Сценарии перемен. Уваровская награда и эволюция русской драматургии в эпоху Александра II - [161]
Наконец, история Маркова показывает, насколько велика в создании пьес была роль институтов, определявших функционирование литературы. Хотя Марков был очень настойчивым и упорным писателем, решительно стремившимся провести свои идеи, и к тому же высокопоставленным военным с большими связями, он совершенно не мог добиться постановки пьесы в том виде, в котором желал. Поставленный в итоге текст был результатом сложного равновесия позиций автора, цензуры, Министерства императорского двора, литературного и актерского сообществ, представленных Театрально-литературным комитетом, неподцензурной зарубежной печати и до некоторой степени академической комиссии, распределявшей премии. Более того, их отношения трудно свести к подавлению свободной воли драматурга «внешними» причинами. Марков писал не просто для самовыражения, а чтобы обратиться к публике. И Адлерберг, и цензоры, судя по всему, намного лучше понимали состав и настроение этой публики, чем незадачливый драматург.

[Записи из источника данных]
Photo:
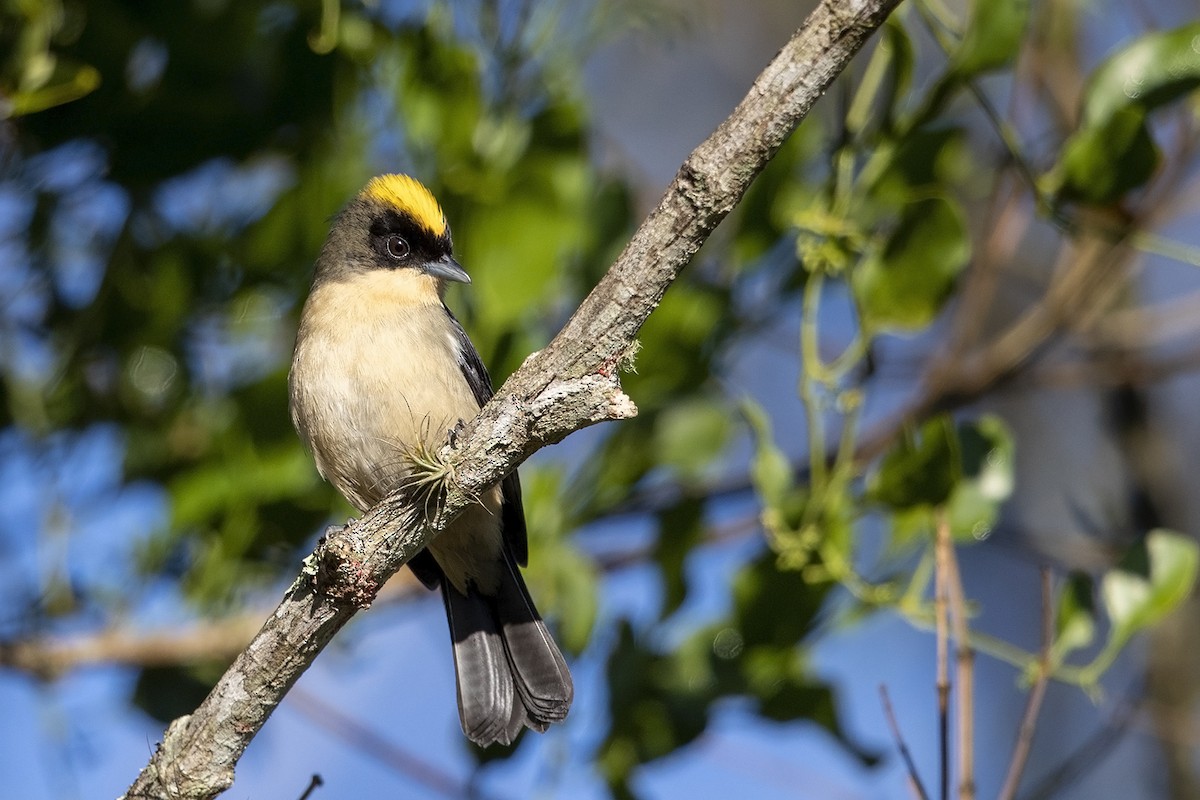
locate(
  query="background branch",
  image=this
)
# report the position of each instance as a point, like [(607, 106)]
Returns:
[(569, 385)]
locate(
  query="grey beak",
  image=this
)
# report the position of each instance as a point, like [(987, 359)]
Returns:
[(448, 269)]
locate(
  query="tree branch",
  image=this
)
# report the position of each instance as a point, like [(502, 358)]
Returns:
[(571, 384)]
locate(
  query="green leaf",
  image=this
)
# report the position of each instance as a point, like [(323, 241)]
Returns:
[(919, 470), (772, 606), (1150, 72), (681, 528), (769, 470), (1075, 618), (1161, 577), (689, 435), (886, 80), (904, 286), (1103, 162), (993, 38), (987, 456)]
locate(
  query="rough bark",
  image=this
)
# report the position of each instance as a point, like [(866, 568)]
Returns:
[(569, 385)]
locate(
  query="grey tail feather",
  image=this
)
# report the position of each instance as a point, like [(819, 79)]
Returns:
[(511, 675)]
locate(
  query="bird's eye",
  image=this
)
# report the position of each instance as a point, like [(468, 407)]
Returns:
[(397, 247)]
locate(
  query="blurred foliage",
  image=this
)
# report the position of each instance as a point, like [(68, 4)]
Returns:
[(167, 174)]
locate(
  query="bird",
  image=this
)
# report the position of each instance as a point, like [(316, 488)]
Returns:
[(382, 366)]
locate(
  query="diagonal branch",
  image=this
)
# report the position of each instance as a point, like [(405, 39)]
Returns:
[(571, 384)]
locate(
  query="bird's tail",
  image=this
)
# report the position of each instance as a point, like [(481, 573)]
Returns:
[(510, 672)]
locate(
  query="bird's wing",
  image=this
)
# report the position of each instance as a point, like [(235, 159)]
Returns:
[(513, 511)]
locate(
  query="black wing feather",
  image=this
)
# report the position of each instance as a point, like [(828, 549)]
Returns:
[(513, 511)]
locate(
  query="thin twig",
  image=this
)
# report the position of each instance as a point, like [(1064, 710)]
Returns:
[(915, 782), (1091, 751), (364, 740), (941, 570), (964, 660), (312, 786), (1037, 692)]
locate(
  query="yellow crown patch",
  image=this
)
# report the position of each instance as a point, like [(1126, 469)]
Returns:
[(407, 194)]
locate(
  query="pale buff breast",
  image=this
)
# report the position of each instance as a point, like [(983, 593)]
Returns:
[(375, 371)]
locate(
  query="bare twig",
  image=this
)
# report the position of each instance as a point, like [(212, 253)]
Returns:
[(367, 741), (313, 785), (569, 385), (964, 656), (1092, 750), (1037, 692), (915, 781), (941, 572)]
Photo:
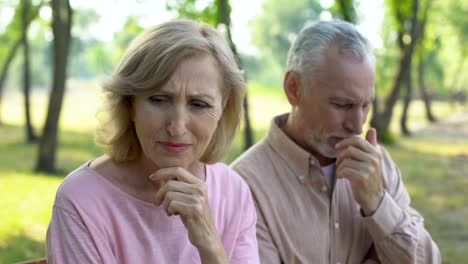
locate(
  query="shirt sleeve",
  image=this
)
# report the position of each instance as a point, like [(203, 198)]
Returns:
[(246, 246), (397, 229), (69, 241), (269, 253)]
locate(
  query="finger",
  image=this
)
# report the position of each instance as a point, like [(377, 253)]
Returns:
[(347, 173), (355, 141), (371, 136), (176, 196), (358, 166), (172, 173), (351, 152), (185, 210), (177, 186)]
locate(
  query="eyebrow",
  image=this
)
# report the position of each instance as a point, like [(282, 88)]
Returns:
[(348, 100), (193, 95)]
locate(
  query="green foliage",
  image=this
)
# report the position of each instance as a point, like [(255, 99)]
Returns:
[(345, 10), (280, 21), (124, 37), (194, 10)]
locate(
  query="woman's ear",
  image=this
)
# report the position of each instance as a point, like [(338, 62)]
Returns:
[(130, 100), (293, 87)]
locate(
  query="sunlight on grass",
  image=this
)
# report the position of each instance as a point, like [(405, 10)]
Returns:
[(26, 204)]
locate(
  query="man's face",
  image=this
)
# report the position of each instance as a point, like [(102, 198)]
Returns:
[(335, 102)]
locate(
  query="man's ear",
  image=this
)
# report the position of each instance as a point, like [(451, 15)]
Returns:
[(293, 87)]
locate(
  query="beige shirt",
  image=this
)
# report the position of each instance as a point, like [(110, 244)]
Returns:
[(301, 219)]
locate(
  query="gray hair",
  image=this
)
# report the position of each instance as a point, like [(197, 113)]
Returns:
[(306, 53)]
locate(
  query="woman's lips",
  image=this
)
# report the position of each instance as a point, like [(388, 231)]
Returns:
[(333, 140), (175, 147)]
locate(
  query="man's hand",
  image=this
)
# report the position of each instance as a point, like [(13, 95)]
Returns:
[(359, 161)]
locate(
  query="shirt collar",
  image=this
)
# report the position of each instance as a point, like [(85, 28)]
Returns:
[(298, 158)]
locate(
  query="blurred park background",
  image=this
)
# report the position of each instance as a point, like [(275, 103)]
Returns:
[(54, 52)]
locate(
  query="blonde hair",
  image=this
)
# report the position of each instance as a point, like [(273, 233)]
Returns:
[(147, 65)]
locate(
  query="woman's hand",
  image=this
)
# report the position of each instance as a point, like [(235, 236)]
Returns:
[(183, 194)]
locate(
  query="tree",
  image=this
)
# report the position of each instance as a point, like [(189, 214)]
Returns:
[(61, 27), (276, 28), (421, 55), (346, 10), (456, 14), (421, 27), (26, 5), (406, 15), (13, 38)]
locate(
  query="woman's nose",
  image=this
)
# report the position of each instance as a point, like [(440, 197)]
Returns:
[(177, 122)]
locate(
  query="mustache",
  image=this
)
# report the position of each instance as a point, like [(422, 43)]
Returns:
[(342, 135)]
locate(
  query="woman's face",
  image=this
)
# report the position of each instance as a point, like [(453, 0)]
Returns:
[(175, 124)]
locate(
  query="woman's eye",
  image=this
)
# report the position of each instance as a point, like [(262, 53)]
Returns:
[(343, 106), (156, 99), (199, 104)]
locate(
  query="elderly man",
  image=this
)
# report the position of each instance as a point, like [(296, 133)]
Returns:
[(323, 193)]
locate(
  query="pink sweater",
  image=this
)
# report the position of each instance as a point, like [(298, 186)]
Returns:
[(95, 222)]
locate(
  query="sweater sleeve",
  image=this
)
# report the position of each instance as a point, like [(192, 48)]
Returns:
[(69, 240), (397, 229), (246, 246)]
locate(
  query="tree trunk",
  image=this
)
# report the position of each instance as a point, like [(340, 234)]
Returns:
[(422, 88), (226, 20), (456, 79), (6, 66), (61, 27), (12, 53), (382, 124), (406, 104), (30, 135)]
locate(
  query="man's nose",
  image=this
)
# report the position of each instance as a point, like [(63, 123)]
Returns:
[(177, 122), (354, 121)]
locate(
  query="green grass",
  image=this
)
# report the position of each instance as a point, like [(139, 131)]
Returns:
[(433, 164)]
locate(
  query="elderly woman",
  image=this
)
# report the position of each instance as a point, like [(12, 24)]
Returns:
[(159, 195)]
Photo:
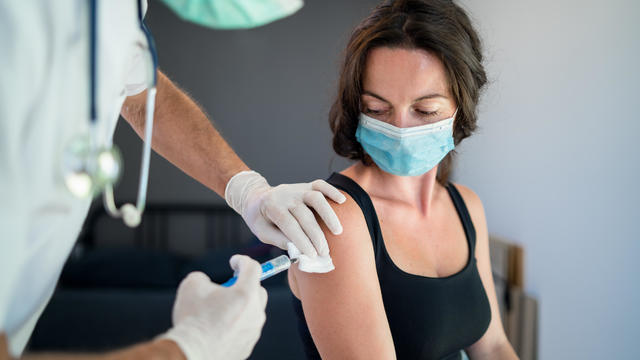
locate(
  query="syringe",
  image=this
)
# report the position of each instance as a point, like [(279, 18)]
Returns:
[(269, 268)]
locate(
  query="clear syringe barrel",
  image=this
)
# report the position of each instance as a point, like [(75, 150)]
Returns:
[(269, 269)]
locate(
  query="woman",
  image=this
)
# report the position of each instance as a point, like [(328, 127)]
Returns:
[(412, 276)]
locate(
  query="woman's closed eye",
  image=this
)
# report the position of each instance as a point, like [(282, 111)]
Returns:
[(427, 113)]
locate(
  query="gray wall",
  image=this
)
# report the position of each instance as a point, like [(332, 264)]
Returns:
[(555, 159), (557, 164)]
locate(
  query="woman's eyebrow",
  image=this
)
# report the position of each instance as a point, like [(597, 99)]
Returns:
[(425, 97), (430, 96), (375, 96)]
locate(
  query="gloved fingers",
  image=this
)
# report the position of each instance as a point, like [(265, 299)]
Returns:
[(263, 296), (289, 226), (319, 203), (268, 233), (328, 190), (248, 272), (310, 226), (195, 285)]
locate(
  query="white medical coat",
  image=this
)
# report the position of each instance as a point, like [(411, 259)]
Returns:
[(44, 103)]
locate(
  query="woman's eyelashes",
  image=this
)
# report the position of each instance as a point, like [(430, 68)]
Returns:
[(376, 112), (427, 113)]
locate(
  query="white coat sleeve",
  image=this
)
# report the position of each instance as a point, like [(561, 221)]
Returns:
[(17, 72)]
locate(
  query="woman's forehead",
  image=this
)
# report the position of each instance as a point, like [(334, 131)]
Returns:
[(400, 73)]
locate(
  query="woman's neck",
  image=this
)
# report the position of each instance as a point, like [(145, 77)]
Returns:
[(414, 191)]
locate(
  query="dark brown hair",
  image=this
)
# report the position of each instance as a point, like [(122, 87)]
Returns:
[(438, 26)]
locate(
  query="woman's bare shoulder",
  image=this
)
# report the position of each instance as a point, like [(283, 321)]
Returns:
[(473, 203)]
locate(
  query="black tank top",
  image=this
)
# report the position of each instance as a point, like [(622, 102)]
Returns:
[(429, 318)]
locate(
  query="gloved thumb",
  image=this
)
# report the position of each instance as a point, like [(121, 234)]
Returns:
[(247, 270), (194, 287)]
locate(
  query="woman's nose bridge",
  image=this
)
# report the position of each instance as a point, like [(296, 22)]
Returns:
[(401, 117)]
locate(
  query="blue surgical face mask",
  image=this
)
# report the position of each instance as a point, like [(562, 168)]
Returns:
[(233, 14), (408, 151)]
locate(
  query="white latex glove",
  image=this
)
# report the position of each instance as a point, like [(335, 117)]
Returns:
[(279, 215), (214, 322)]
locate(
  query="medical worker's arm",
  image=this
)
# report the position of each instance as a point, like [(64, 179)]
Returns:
[(184, 136), (344, 308), (493, 344)]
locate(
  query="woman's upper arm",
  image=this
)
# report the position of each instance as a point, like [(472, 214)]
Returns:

# Задания
(1) Ответьте на вопросы по тексту о Маркове:
(a) Кем, помимо настойчивого и упорного писателя, был Марков?
(b) Какой орган представлял литературное и актерское сообщества?
(c) Кто, судя по всему, лучше незадачливого драматурга понимал состав и настроение публики?
(2) Продолжите текст о Маркове после его последнего предложения.
Записи здесь не понадобятся.

# Ответы
(1)
(a) Высокопоставленным военным с большими связями.
(b) Театрально-литературный комитет.
(c) Адлерберг и цензоры.

(2)
Общественно и политически значимые темы, такие как нигилизм, особенно проблематизировали статус автора. Оказывалось, что многочисленные инстанции не могут не вмешаться в процесс коммуникации между драматургом и зрителем. Если выражаться на языке семиотики, можно сказать, что этими инстанциями во многом определялись не только культурные коды, благодаря которым адресат воспринимал сообщение, но и само это сообщение, порожденное далеко не только писателем. Ниже мы убедимся, что обращение к теме нигилизма сказалось и на позиции интерпретатора сообщения, в том числе экспертов Уваровской премии.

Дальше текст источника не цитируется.